(Pokazany tekst)
-- -- --

Dennis nie wypuścił Raikkonena

Według hiszpańskiej prasy szef McLarena nie zgodził się na testy Raikkonena w Ferrari w tym roku
18.12.0620:45
W
1405wyświetlenia

Ron Dennis dopiął swego, kiedy Fernando Alonso (nadal związany kontraktem z Renault) zasiadł za kierownicą McLarena, lecz uniemożliwił analogiczny ruch Kimiemu Raikkonenowi - tak przynajmniej sugeruje hiszpańska prasa.

Raikkonen wydawał się mało zainteresowany tym, kiedy odbędzie pierwsze jazdy testowe z Ferrari, podczas gdy jego nowi szefowie zwrócili się z prośbą o wcześniejsze zwolnienie Fina z kontraktu do swoich odpowiedników w Woking.

Gazeta El Mundo Deportivo cytuje szefa McLarena stwierdzającego, że negocjacje z Renault dotyczące osoby Alonso dosyć mocno różniły się od negocjacji z Ferrari dotyczących Raikkonena. Dennis powiedział podobno: (To dlatego, że) Relacje pomiędzy McLarenem i Renault bardzo różnią się od relacji pomiędzy McLarenem i Ferrari.

Źródło: F1-Live.com

KOMENTARZE

21
GTC
21.12.2006 01:41
Ten artykuł to same bzdury. Dennis nie zatrzymywał Kimiego, ponieważ Ferrari nie zabiegało o wcześniejsze testy. Ron Dennis jest dżentelmenem i nie wierzę, aby mógł byc taki zawzięty. Nie mozna natomiast tego powiedzieć o opinii nijakiego W który wypisuje jakieś farmazony o tępieniu zawsze i wszędzie. Żałosne
Bart2005
20.12.2006 10:36
Usunąłem treść swojej wypowiedzi na prośbę moderatora. Pzdr
oligator
20.12.2006 04:52
@dz jakie 5 okrazen? Przecierz Alonso zrobil pelen dzien testowy i uzyskal 3. czas...
W
19.12.2006 04:49
To właśnie konsekwecja: tępić Ferrari zawsze i wszędzie. Tak obiecywał. :-)

-- -- --

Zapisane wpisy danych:

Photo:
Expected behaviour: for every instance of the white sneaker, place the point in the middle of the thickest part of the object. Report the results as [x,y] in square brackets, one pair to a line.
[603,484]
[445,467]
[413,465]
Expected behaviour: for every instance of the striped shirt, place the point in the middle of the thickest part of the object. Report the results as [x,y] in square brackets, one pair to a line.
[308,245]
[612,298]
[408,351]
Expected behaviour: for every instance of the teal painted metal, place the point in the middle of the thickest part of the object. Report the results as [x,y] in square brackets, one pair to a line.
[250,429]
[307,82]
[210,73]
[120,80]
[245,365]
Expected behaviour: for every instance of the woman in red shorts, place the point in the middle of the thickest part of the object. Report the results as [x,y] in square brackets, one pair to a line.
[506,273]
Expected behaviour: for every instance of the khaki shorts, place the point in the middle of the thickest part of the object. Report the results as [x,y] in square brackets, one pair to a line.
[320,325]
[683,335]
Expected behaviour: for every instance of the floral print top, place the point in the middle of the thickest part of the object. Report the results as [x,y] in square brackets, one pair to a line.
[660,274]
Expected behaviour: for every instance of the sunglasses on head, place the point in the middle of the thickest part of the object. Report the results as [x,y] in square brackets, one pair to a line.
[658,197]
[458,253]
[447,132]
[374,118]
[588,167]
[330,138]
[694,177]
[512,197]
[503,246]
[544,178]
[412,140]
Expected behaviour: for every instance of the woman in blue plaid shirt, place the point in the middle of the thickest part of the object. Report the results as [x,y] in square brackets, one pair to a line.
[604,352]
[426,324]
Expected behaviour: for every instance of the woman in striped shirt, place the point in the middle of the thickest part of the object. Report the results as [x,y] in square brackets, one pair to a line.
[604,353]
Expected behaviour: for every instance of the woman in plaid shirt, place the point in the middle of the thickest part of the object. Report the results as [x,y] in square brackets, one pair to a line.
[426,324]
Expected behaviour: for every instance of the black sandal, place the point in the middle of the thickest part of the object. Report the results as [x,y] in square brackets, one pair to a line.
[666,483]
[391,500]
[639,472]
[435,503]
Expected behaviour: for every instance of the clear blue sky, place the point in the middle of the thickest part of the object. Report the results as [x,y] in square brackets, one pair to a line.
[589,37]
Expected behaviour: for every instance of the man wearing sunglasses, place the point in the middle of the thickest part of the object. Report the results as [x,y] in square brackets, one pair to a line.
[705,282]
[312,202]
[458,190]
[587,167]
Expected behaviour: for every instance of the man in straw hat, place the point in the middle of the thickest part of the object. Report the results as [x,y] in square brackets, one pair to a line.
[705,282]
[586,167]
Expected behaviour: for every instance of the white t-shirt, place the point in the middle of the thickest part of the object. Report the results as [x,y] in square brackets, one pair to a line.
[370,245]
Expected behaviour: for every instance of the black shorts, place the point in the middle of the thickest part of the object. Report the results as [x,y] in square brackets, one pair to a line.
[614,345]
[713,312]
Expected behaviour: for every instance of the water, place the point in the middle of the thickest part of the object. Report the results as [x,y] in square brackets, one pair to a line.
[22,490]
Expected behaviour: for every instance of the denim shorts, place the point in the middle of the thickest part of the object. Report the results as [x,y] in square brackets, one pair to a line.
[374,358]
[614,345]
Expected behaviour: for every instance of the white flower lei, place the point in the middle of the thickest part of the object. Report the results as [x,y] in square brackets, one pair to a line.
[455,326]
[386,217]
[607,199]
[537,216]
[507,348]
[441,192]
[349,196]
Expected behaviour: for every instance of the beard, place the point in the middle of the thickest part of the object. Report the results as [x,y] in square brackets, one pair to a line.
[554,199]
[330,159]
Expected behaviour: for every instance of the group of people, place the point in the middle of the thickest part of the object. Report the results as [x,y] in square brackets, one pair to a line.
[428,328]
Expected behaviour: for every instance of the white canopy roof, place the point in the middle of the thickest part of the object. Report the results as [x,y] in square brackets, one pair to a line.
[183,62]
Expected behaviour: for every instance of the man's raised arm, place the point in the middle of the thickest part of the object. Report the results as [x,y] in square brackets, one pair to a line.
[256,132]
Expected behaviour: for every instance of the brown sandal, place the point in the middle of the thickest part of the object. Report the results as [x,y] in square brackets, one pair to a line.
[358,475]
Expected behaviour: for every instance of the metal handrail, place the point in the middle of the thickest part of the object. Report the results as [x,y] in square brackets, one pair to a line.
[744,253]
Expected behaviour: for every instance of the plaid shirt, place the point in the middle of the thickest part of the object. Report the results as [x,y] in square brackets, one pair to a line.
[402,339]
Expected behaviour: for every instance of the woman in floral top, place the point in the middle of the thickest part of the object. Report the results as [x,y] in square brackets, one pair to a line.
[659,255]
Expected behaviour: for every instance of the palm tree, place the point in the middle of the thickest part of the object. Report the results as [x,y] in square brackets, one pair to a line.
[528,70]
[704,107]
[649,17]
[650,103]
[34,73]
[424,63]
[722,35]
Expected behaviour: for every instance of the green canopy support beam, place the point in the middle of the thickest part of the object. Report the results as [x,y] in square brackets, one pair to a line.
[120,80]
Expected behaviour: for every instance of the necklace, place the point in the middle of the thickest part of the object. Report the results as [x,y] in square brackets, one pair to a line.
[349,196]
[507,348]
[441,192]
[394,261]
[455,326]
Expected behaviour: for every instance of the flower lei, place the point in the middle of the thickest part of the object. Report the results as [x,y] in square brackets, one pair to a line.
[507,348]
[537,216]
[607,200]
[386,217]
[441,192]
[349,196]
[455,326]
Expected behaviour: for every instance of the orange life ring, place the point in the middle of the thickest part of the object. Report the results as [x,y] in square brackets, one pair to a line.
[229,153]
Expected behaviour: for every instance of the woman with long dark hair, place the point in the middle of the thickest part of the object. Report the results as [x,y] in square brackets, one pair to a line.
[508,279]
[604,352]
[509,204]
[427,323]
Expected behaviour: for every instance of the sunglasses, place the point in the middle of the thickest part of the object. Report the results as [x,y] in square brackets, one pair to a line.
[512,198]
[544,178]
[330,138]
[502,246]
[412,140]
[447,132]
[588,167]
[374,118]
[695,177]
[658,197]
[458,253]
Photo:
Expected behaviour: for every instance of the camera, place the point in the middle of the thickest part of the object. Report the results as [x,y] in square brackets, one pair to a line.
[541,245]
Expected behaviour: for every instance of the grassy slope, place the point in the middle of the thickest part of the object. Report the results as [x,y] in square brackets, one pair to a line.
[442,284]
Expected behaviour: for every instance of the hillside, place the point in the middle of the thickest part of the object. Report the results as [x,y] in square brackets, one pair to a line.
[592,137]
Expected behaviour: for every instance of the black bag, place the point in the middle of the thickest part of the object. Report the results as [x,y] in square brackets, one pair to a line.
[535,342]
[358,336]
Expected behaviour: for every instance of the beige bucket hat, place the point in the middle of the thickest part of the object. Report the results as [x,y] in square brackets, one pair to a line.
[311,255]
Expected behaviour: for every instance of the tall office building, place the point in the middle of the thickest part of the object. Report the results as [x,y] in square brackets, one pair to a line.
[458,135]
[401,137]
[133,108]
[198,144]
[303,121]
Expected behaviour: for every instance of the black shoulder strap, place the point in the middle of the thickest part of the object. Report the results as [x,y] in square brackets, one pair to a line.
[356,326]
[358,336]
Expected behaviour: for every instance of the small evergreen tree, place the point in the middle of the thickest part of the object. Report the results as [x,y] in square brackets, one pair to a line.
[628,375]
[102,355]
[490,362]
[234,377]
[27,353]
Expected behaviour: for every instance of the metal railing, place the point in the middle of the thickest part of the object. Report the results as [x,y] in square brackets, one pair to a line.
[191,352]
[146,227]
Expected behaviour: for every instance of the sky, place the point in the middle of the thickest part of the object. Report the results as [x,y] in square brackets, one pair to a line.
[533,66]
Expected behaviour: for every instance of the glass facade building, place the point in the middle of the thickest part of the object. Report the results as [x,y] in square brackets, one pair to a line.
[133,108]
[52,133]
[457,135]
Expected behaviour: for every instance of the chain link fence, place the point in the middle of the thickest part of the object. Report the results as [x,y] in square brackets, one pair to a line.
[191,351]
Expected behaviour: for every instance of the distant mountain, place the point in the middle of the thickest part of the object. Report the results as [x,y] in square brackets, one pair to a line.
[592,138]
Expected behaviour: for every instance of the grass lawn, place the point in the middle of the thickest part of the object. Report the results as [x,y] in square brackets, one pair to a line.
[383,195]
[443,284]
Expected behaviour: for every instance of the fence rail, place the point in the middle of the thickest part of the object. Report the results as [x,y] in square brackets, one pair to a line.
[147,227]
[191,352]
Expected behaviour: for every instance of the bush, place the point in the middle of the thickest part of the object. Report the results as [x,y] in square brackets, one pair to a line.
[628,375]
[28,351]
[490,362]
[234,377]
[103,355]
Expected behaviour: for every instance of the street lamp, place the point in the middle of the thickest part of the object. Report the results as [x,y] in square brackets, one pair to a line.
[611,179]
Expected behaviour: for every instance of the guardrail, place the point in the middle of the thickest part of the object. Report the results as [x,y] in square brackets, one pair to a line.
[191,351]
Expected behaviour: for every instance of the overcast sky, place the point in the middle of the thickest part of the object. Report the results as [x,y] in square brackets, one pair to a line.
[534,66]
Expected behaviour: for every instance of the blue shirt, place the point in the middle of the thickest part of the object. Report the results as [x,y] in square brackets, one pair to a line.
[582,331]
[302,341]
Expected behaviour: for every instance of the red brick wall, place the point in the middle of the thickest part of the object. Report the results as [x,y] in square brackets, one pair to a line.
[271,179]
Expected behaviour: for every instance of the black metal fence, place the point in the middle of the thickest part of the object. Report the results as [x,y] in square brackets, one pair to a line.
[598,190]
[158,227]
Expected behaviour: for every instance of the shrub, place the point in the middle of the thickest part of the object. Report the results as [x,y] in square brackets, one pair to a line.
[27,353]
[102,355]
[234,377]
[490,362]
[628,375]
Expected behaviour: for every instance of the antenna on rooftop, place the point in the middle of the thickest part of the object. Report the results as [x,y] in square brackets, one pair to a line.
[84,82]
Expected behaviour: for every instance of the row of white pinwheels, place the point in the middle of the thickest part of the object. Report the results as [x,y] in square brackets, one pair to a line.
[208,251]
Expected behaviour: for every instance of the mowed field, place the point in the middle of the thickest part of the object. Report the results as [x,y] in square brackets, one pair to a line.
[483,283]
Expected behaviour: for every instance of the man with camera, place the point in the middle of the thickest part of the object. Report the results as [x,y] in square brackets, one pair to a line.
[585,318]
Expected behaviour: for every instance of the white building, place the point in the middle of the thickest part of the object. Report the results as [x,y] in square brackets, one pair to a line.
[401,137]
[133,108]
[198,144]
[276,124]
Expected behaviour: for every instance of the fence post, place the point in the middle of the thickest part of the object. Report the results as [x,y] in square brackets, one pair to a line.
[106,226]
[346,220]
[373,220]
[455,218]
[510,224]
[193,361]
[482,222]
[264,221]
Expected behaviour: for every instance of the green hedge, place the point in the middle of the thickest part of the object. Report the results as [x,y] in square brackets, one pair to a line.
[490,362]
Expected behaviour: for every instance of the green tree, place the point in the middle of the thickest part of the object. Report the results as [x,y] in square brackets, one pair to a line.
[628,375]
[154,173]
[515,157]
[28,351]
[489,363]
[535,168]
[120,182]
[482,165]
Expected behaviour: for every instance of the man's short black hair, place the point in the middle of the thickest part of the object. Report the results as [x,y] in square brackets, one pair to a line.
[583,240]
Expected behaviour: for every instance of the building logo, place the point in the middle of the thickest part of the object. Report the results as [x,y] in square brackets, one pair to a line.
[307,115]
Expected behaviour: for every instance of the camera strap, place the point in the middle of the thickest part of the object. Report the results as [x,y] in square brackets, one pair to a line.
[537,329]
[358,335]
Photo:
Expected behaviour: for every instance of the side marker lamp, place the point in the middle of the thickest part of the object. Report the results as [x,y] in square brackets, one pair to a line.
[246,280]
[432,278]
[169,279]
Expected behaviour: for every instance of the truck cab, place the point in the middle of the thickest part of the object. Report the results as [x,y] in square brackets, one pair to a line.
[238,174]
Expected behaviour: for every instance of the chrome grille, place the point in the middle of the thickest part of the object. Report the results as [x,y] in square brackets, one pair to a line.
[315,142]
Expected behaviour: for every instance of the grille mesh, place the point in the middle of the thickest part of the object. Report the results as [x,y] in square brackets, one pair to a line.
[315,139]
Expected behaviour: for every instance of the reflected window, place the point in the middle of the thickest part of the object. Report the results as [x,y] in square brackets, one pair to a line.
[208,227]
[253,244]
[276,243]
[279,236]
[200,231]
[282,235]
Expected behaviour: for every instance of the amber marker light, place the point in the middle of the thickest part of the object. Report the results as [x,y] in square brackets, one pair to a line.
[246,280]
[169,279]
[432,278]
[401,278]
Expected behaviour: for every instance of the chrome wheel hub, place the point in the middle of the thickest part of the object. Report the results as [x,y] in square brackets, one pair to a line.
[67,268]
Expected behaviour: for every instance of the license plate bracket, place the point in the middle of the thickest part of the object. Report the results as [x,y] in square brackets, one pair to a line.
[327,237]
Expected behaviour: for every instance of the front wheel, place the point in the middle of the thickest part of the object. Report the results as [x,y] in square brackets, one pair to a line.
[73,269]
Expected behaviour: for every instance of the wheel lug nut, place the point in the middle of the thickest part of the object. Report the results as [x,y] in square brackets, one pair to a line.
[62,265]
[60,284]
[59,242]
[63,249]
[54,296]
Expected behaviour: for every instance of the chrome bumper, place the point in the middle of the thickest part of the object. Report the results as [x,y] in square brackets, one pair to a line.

-- -- --

Wypisz wszystkie podpisy autorów komentarzy zamieszczonych w tekście o Raikkonenie i Dennisie. Materiał nie ma tu żadnego znaczenia.

GTC, Bart2005, oligator, W